## WRITTEN INSTRUCTION 1
Add 44 to every number in the answer point coordinates in the records, starting at the line containing "Where can the sign" and ending at the last line of the records, both included. Write out all of those lines again, keeping the requests and their sample numbers unchanged.

## TEXT PROVIDED
O'Brien v. Heman
Decision Date | 08 June 1915 |
Docket Number | No. 14053.,14053. |
Citation | 177 S.W. 805,191 Mo. App. 477 |
Parties | O'BRIEN et al. v. HEMAN et al. |
Court | Missouri Court of Appeals |
Appeal from St. Louis Circuit Court; Thomas C. Hennings, Judge.
Action by James O'Brien and another against August Heman and others. Judgment for the plaintiffs, and August Heman and two of his codefendants prosecute a joint appeal. Affirmed.
Rodgers & Koerner, of St. Louis, for appellants. Holland, Rutledge & Lashly, of St. Louis, for respondents.
This is a suit under the wrongful death statute for damages accrued to plaintiffs because of the fault of the several defendants. Plaintiffs recovered, and defendants prosecute the appeal.
Defendants are August Heman, John C. Heman, the Heman Construction Company, a corporation, and the Burroughs Adding Machine Company, a corporation. The Hemans and the construction company prosecute an appeal jointly, while the Burroughs Adding Machine Company likewise separately appeals. Such distinct appeals will therefore be considered separately, but, in the interests of brevity, the same statement of facts will be employed to portray the general outline of the case. Such facts as are relevant and essential to the understanding of the arguments presented in the different appeals will sufficiently appear in the opinion concerning each.
Plaintiffs, the father and mother of Francis O'Brien, sued, as above stated, for damages occasioned as the result of his death, which occurred by his falling from an alley into the rock quarry situate on the property of the Hemans, but the immediate opening through which he was precipitated into the quarry was across the corner of a lot owned by defendant Burroughs Adding Machine Company, which adjoined the Hemans. The several defendants are therefore sued as joint tort-feasors in rendering the highway dangerous, as if each contributed in part to the death of the little boy.

## WRITTEN INSTRUCTION 2
Duplicate the part of the court opinion starting at "O'Brien v. Heman" and ending at "Louis, for respondents.".

## RECORDS SHOWN
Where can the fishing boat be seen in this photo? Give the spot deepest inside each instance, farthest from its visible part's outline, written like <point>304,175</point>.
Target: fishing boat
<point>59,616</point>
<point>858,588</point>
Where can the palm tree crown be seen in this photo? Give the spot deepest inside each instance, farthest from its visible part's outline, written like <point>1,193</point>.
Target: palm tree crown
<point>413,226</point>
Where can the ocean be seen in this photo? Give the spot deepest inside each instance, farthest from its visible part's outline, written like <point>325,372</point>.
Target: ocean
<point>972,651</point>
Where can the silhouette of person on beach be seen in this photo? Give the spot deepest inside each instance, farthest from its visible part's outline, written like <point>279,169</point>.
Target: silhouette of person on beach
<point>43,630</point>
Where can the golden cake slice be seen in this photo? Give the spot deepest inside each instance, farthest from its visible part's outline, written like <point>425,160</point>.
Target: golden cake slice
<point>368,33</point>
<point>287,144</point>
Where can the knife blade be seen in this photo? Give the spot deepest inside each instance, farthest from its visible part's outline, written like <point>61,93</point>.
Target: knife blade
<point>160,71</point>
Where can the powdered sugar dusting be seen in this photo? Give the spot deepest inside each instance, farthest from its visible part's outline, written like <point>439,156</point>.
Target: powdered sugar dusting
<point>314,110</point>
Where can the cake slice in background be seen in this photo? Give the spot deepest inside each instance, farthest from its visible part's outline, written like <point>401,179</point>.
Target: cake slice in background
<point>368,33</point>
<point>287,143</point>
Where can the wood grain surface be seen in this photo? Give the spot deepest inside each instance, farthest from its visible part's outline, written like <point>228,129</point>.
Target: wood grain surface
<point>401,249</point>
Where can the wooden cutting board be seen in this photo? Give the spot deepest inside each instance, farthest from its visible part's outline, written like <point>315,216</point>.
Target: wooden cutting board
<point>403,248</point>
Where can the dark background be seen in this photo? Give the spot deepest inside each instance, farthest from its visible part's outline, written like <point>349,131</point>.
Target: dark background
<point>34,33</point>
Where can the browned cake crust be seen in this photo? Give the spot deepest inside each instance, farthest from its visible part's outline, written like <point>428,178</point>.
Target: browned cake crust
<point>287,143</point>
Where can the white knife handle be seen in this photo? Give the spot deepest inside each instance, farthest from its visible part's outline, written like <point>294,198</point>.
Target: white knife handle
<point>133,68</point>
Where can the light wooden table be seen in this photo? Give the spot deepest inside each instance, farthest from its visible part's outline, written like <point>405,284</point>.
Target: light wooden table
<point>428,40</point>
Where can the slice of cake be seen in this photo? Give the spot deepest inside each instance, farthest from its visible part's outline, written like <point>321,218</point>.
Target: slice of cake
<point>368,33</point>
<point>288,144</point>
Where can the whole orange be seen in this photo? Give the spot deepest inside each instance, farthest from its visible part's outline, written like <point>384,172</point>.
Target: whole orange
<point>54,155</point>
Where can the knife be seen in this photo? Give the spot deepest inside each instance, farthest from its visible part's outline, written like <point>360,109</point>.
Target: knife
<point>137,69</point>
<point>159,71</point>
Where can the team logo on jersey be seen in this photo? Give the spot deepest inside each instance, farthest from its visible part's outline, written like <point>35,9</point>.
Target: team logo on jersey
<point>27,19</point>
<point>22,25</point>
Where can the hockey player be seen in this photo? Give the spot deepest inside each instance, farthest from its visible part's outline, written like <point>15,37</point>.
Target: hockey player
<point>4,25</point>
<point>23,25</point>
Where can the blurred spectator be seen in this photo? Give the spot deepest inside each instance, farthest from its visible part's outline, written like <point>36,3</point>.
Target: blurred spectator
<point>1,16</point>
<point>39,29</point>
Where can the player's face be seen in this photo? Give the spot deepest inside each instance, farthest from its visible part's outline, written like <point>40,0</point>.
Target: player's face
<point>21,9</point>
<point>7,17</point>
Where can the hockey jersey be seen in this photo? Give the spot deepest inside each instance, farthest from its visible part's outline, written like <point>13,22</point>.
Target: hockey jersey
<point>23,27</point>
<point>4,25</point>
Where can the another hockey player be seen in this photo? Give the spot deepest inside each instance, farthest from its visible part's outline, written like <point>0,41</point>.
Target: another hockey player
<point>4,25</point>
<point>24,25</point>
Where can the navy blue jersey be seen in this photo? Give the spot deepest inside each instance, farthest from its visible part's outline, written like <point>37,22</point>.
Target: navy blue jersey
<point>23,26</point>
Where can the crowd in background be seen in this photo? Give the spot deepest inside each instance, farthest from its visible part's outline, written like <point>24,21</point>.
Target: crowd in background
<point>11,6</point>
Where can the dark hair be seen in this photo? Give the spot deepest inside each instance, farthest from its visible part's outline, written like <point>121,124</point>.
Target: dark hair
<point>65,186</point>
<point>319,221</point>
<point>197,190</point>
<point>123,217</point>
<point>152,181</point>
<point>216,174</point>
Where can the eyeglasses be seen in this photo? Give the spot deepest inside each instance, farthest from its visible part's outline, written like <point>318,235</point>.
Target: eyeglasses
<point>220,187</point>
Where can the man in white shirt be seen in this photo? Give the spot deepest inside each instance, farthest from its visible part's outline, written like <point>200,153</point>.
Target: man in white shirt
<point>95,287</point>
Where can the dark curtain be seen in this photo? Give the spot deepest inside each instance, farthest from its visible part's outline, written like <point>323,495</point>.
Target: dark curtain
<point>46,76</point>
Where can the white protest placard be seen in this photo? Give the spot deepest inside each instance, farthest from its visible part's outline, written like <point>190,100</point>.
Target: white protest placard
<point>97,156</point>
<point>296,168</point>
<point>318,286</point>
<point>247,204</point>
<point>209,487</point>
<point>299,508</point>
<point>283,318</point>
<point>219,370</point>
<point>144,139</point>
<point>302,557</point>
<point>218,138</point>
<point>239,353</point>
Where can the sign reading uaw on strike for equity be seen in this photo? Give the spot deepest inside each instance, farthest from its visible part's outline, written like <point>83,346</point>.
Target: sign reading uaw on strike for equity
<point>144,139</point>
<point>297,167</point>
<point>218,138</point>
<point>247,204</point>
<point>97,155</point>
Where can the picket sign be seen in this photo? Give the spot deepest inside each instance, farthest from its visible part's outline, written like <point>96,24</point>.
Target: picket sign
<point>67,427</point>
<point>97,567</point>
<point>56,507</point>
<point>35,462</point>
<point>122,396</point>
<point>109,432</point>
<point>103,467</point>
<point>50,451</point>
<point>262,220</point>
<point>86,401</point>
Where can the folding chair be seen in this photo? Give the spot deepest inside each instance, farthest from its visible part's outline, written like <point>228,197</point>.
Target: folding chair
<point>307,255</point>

## FINISHED ANSWER 1
Where can the sign reading uaw on strike for equity be seen in this photo? Give the spot deepest inside each instance, farthest from its visible part's outline, written like <point>83,346</point>.
Target: sign reading uaw on strike for equity
<point>188,183</point>
<point>341,211</point>
<point>262,182</point>
<point>291,248</point>
<point>141,199</point>
Where can the picket sign be seen in this photo? Give the spot deepest inside each instance, farthest from its visible part's outline, written like <point>96,24</point>.
Target: picket sign
<point>111,471</point>
<point>141,611</point>
<point>100,551</point>
<point>79,506</point>
<point>166,440</point>
<point>153,476</point>
<point>147,511</point>
<point>94,495</point>
<point>306,264</point>
<point>130,445</point>
Where can the folding chair be seen in this photo? Give the spot deepest inside each instance, farthest from its visible part's outline, written like <point>228,197</point>.
Target: folding chair
<point>351,299</point>

## FINISHED ANSWER 2
O'Brien v. Heman
Decision Date | 08 June 1915 |
Docket Number | No. 14053.,14053. |
Citation | 177 S.W. 805,191 Mo. App. 477 |
Parties | O'BRIEN et al. v. HEMAN et al. |
Court | Missouri Court of Appeals |
Appeal from St. Louis Circuit Court; Thomas C. Hennings, Judge.
Action by James O'Brien and another against August Heman and others. Judgment for the plaintiffs, and August Heman and two of his codefendants prosecute a joint appeal. Affirmed.
Rodgers & Koerner, of St. Louis, for appellants. Holland, Rutledge & Lashly, of St. Louis, for respondents.